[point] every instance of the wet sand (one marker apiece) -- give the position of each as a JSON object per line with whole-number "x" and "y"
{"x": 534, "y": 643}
--
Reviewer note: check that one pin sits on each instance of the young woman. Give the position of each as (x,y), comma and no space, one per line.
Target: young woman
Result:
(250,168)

### [TASK DIRECTIONS]
Filter the entries down to the lines containing "woman". Copy each of those lines.

### [ANSWER FOR THIS EXERCISE]
Reviewer note: check that one pin sits on each instance of the young woman. Give the position of each as (x,y), comma and no space, one per line.
Target: young woman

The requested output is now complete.